(ABOUT THIS EXERCISE)
From the orthodontics text below, list every indication of a bad bite that mentions front teeth.

─── EXTRACTED TEXT ───

Why do I need orthodontics?
Usually your dentist will inform you of the need to see an orthodontist if a problem exists. However, you do not need a referral in order to see an orthodontist, particularly if you are able to identify the existence of any of the following indications of a bad bite:
- Some teeth don’t meet at all.
- Baby teeth falling out too early or very late.
- The centers of the top and bottom front teeth don’t line up.
- Often biting the cheek or roof of the mouth.
- Finger sucking or tongue sucking habit continuing after 6 years of age.
- Difficulty chewing or biting with teeth that don’t meet evenly on both sides.
- Teeth wearing unevenly.
- Jaws that shift off center when the teeth bite together.
- Embarrassing teeth or smile often hidden by hands.
- Top front teeth protrude or are “bucked”.
Protruded Upper Teeth
- Top front teeth cover more than 25 percent of the bottom front teeth when the back teeth are biting together.
- Top front teeth grow in behind the bottom front teeth.
- A space exists between the top and bottom front teeth with the back teeth biting together.

─── MATERIAL PROVIDED ───

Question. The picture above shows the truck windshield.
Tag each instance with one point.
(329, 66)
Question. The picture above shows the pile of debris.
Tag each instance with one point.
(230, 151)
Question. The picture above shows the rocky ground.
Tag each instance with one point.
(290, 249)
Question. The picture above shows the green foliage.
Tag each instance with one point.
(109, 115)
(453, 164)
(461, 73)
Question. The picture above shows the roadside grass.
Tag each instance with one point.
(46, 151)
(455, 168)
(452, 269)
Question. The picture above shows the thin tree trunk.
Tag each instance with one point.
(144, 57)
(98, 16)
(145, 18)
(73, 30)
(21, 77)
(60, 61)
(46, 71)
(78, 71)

───
─── MATERIAL PROVIDED ───

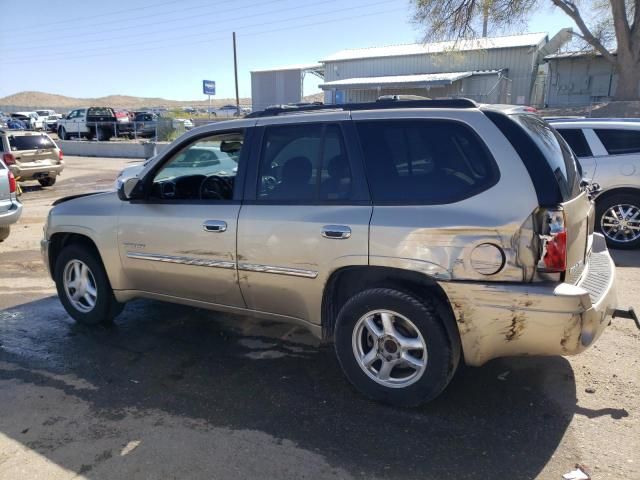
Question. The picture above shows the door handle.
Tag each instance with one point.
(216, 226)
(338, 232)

───
─── MATERIAL PROVIDED ───

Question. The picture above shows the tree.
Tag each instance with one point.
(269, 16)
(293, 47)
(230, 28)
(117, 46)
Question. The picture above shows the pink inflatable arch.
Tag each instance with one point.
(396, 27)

───

(RESPONSE FOR THIS EXERCISE)
- The centers of the top and bottom front teeth don’t line up.
- Top front teeth protrude or are “bucked”.
- Top front teeth cover more than 25 percent of the bottom front teeth when the back teeth are biting together.
- Top front teeth grow in behind the bottom front teeth.
- A space exists between the top and bottom front teeth with the back teeth biting together.